Extracted text:
┌──
President John Ingersoll called the 2,319th meeting to order at 8:19pm September 6, 2013 in the Powell Auditorium of the Cosmos Club. Mr. Ingersoll announced the order of business and introduced five new members of the Society, including the speaker of the evening.
The minutes of the 2,318th meeting were read and approved.
Mr. Ingersoll then introduced the speaker, Mr. Vijay Kumar of the University of Pennsylvania. Mr. Kumar spoke on "Swarms: Beyond Solo UAVs, Flying Teams of Robots."
Mr. Kumar began by describing the major technology drivers behind his research. The commercial applications of swarm robotics have already been demonstrated with autonomous cars and trucks capable of automatically platooning and with reliable, high throughput warehouse inventory systems involving hundreds of small robots. Additionally, there has been an exponential growth in unmanned aerial vehicles (UAVs) since the 1980s. UAVs are currently a ten billion dollar industry with many civilian applications such as precision farming, inspection of construction sites and industrial facilities, and emergency first responders. Although there are many defense applications for large, remotely piloted UAVs, civilian UAVs are rapidly becoming smaller and more affordable, he said.
└──
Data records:
┌──
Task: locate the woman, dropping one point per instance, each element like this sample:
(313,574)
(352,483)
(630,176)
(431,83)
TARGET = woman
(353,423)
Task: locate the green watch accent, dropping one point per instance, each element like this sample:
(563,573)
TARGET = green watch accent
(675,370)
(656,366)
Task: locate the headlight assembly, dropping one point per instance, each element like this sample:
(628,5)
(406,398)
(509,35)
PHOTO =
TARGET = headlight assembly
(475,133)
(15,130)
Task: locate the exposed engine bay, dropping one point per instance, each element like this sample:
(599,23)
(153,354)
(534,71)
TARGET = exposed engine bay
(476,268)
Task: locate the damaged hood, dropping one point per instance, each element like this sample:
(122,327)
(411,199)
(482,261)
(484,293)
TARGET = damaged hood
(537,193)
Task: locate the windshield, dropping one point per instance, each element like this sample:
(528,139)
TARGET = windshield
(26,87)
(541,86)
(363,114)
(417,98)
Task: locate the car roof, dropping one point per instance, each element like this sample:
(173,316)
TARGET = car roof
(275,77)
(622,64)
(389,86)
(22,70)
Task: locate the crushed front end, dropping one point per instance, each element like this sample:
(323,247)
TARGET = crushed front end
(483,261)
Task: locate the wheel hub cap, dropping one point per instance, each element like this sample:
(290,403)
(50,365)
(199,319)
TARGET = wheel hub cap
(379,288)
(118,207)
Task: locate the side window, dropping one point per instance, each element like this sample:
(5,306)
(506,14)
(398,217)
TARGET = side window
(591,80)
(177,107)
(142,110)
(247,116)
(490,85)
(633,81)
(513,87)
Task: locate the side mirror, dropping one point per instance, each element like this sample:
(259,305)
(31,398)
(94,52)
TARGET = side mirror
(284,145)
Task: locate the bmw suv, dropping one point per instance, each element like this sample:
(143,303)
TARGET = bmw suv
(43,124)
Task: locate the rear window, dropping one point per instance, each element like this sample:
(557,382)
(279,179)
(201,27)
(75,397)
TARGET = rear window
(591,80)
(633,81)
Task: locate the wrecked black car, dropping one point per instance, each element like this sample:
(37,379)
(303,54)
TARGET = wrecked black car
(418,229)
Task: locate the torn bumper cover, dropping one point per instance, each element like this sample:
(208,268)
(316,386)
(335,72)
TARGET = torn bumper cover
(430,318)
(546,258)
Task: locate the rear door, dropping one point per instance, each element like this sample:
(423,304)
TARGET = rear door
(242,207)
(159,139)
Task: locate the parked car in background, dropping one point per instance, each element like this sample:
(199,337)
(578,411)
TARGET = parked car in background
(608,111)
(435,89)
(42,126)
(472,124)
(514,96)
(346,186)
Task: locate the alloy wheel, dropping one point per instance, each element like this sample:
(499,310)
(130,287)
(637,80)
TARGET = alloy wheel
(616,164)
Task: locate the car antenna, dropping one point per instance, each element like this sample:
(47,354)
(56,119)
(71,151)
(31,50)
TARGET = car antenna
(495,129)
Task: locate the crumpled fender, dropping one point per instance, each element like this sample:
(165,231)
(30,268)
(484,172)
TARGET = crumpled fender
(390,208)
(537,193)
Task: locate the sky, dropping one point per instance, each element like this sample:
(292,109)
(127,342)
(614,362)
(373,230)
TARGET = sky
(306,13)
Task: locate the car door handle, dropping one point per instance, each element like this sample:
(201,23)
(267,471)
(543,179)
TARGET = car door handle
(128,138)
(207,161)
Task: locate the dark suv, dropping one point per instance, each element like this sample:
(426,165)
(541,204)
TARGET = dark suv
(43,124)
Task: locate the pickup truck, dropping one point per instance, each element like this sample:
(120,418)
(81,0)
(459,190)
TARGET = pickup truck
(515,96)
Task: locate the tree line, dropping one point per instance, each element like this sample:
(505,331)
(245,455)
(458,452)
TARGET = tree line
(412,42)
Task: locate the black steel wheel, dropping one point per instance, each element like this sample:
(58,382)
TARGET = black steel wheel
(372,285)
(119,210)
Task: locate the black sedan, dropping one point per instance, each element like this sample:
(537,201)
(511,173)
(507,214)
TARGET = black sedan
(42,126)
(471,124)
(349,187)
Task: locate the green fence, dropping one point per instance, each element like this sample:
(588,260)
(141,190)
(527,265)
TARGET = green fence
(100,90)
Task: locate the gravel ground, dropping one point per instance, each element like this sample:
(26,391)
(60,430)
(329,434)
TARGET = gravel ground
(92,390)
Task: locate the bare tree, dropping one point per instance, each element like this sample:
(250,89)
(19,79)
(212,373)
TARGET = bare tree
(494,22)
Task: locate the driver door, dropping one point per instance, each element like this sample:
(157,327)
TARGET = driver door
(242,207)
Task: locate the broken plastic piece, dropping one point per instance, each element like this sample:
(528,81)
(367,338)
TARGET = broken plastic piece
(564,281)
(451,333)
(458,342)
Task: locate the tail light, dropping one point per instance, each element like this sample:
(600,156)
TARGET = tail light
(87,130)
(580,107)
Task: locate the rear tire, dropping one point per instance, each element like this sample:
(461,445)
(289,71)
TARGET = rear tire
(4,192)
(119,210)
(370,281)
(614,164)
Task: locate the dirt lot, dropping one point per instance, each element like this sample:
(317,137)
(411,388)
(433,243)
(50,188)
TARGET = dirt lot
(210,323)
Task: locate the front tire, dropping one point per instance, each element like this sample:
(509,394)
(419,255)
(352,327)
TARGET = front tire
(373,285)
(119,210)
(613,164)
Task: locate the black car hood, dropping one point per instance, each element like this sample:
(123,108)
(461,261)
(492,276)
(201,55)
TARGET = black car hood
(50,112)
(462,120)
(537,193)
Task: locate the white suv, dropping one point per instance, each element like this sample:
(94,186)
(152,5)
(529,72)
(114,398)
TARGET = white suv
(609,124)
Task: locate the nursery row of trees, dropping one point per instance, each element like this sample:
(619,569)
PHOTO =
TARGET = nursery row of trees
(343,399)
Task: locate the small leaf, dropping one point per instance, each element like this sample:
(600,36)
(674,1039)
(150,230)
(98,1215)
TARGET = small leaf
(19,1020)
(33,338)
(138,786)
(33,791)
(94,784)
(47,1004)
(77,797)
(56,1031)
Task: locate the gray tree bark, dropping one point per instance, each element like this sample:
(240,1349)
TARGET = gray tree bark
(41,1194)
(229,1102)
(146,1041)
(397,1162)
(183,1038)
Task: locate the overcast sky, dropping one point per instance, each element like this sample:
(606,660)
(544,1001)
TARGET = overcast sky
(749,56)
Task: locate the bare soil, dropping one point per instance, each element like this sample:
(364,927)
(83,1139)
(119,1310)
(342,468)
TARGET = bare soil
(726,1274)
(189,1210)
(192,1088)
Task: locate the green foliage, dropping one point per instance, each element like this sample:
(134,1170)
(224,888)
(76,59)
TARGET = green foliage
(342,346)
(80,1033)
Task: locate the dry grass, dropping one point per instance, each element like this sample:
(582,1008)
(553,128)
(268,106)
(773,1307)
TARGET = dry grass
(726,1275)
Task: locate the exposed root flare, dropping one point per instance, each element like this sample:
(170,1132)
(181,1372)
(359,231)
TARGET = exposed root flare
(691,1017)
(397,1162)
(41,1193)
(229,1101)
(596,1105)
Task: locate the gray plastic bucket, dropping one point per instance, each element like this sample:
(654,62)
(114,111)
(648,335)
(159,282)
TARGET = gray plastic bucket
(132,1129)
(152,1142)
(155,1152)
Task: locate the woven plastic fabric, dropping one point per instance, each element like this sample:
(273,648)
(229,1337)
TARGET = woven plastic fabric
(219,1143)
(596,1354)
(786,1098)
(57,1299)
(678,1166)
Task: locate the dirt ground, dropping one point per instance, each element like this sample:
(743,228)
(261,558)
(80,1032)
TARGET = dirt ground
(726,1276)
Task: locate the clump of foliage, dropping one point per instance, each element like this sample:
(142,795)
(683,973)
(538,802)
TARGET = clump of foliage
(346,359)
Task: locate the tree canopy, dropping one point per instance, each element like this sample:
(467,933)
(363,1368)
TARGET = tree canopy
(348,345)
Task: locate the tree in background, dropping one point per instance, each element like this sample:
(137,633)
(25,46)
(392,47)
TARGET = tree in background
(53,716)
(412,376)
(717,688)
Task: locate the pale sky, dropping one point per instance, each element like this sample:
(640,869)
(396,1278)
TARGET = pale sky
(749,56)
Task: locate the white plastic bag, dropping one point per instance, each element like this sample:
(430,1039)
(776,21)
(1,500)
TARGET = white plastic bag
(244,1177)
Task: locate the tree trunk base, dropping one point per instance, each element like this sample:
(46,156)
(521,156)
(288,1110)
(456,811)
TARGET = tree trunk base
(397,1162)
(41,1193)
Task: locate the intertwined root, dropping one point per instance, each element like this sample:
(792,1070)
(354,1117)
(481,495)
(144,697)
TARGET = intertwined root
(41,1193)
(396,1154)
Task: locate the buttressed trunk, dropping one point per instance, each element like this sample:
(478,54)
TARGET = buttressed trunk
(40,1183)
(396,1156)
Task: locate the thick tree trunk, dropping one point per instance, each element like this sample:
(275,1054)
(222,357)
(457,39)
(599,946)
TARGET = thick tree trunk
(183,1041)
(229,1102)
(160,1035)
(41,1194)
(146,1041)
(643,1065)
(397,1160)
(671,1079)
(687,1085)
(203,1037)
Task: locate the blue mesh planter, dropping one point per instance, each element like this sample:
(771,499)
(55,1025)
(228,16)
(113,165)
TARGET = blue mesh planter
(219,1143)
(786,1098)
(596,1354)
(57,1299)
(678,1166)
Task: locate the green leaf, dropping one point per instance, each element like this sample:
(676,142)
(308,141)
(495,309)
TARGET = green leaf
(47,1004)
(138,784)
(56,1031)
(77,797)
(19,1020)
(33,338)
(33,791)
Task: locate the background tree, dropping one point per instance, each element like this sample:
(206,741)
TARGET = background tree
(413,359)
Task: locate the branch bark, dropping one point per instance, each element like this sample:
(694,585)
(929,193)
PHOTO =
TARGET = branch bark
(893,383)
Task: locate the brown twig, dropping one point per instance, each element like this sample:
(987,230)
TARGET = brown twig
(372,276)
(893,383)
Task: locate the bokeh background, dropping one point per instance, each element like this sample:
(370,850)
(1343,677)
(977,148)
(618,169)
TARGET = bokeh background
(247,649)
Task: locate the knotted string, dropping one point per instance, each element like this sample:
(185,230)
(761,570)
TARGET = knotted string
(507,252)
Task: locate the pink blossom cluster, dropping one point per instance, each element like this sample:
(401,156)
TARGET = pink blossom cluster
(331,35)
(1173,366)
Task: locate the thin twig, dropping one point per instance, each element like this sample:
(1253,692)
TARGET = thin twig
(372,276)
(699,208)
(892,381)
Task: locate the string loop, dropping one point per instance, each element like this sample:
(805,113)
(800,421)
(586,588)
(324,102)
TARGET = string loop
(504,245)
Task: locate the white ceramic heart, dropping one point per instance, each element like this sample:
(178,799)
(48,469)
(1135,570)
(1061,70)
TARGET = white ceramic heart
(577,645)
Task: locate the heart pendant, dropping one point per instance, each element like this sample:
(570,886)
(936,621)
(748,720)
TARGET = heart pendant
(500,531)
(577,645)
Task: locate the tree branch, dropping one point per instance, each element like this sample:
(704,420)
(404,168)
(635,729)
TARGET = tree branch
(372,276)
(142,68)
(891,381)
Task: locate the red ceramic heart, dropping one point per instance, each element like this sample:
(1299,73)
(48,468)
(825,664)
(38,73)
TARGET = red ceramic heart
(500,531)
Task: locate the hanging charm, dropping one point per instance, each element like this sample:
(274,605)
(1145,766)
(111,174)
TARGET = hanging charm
└──
Your objective: According to the meeting minutes, where was the 2,319th meeting held?

Result of the task: In the Powell Auditorium of the Cosmos Club.